Only those lines in the data below from the line containing "Pick out the gray" through the line containing "Pick out the sign's", both included, should be restated word for word.

» **Records to process**
━━━━━━

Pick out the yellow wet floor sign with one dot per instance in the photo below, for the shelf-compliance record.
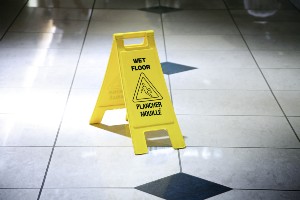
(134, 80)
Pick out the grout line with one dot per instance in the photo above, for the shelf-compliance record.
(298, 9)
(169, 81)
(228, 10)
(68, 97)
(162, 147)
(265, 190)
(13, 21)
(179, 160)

━━━━━━

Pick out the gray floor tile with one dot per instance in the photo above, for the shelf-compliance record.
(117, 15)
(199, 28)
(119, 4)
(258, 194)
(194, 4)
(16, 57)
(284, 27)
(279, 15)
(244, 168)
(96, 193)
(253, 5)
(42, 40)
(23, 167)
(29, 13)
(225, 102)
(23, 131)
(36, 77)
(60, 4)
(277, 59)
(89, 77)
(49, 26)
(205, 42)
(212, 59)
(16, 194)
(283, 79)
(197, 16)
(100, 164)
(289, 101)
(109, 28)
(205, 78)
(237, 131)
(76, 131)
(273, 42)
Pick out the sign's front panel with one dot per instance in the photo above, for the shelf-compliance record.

━━━━━━

» **Exercise output**
Pick out the gray floor tile with one dot per instance in the photo above, for the shelf-compliance record.
(117, 15)
(199, 28)
(119, 4)
(258, 194)
(194, 4)
(16, 57)
(284, 27)
(279, 15)
(244, 168)
(96, 193)
(253, 5)
(42, 40)
(23, 167)
(29, 13)
(225, 102)
(23, 131)
(36, 77)
(60, 4)
(277, 59)
(89, 77)
(49, 26)
(205, 42)
(212, 59)
(16, 194)
(283, 79)
(197, 16)
(100, 164)
(289, 101)
(109, 28)
(205, 78)
(237, 131)
(76, 131)
(273, 42)
Pick out the sign's front panel with one dot per instance in the photo above, for the shelf-compliance record.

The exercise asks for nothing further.